## PERMINTAAN A
Tolong perbarui semua baris data yang ada setelah teks: ganti "red carnation" dengan "pink carnation" dan biarkan bagian lainnya tetap sama.

──────── KUTIPAN TEKS

Tafsir Bukan Ruang Opini: Ikuti Para Salaf!

Di beberapa platform media sosial yang menyajikan ruang-ruang diskusi agama, banyak sekali pengguna dari kalangan kaum muslimin ketika berbicara tentang Al-Qur'an berangkat dari asumsi pribadinya. Ketika sesuai dengan asumsinya, maka dengan beraninya dia berbicara tentang satu dua ayat Al-Qur'an. Hal seperti ini, bila ditinjau dari dalil-dalil naqli, tentu harus hati-hati, karena bila pendapat kita tentang Al-Qur'an itu tidak sesuai dengan tujuan ayat tersebut, maka hasilnya bisa menyesatkan orang lain dan mendatangkan mudarat bagi dirinya pribadi.

Rasulullah shallallahu ‘alayhi wasallam bersabda:

مَنْ قَالَ فِى الْقُرْآنِ بِرَأْيِهِ فَلْيَتَبَوَّأْ مَقْعَدَهُ مِنَ النَّارِ

“Barangsiapa berkata tentang Al-Qur’an dengan asumsinya (semata), maka silakan ia mengambil tempat duduknya di neraka.” (HR. Tirmidzi).

Hadits ini adalah wa’id (peringatan) bagi kita semua. Beliau shallallahu ‘alayhi wasallam bukan sedang membatasi nalar kita, namun sedang mengajak kita untuk berpikir sebelum berucap. Apakah kita punya kapasitas dalam memahami maksud dari ayat tersebut? Apakah kita sudah memiliki/menguasai cabang-cabang ilmu di dalam Islam sehingga bisa kita pertanggungjawabkan baik secara ilmiah maupun ukhrawiyah? Jadi, hadits ini mengajak kita untuk memiliki sikap ihtiyath (kehati-hatian)—bahasa halusnya, dan tahu diri—bahasa kasarnya.

Para salaful ummah, mereka yang hidup sezaman dengan Nabi shallallahu ‘alayhi wasallam, dan sezaman dengan para sahabat radhiyallahu ‘anhum, berpesan kepada sesama mereka dan tentunya pesan itu sampai kepada kita juga sebagai bentuk peringatan bagi kita.

────────────────

## PERMINTAAN B
Jawab pertanyaan berikut berdasarkan teks tentang tafsir di atas.
(i) Siapa yang meriwayatkan hadits yang dikutip?
(ii) Apa arti kata wa'id menurut teks?
(iii) Sikap apa yang disebut dengan bahasa halus sebagai ajakan hadits tersebut?

──────── DATA YANG DIGUNAKAN

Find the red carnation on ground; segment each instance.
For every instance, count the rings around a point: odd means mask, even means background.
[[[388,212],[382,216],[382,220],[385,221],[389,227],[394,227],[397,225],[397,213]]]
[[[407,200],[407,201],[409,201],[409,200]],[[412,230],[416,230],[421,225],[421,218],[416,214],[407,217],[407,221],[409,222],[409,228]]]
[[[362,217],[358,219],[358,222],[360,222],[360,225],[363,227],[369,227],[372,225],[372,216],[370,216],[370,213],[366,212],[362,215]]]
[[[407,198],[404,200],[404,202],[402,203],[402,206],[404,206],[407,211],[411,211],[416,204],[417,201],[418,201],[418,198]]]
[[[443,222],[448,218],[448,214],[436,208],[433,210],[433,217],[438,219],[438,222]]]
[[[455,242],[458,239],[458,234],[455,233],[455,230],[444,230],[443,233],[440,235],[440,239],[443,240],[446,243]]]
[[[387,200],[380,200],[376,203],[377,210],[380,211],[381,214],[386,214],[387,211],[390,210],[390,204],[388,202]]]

────────────────

## HASIL TUGAS A
Find the pink carnation on ground; segment each instance.
For every instance, count the rings around a point: odd means mask, even means background.
[[[388,212],[382,216],[382,220],[385,221],[389,227],[394,227],[397,225],[397,213]]]
[[[407,200],[407,201],[409,201],[409,200]],[[412,230],[416,230],[421,225],[421,218],[416,214],[407,217],[407,221],[409,222],[409,228]]]
[[[362,217],[358,219],[358,222],[360,222],[360,225],[363,227],[369,227],[372,225],[372,216],[370,216],[370,213],[366,212],[362,215]]]
[[[407,198],[404,200],[404,202],[402,203],[402,206],[404,206],[407,211],[411,211],[416,204],[417,201],[418,201],[418,198]]]
[[[443,222],[448,218],[448,214],[436,208],[433,210],[433,217],[438,219],[438,222]]]
[[[455,242],[458,239],[458,234],[455,233],[455,230],[444,230],[443,233],[440,235],[440,239],[443,240],[446,243]]]
[[[387,200],[380,200],[376,203],[377,210],[380,211],[381,214],[386,214],[387,211],[390,210],[390,204],[388,202]]]

## HASIL TUGAS B
(i) Tirmidzi.
(ii) Peringatan.
(iii) Ihtiyath (kehati-hatian).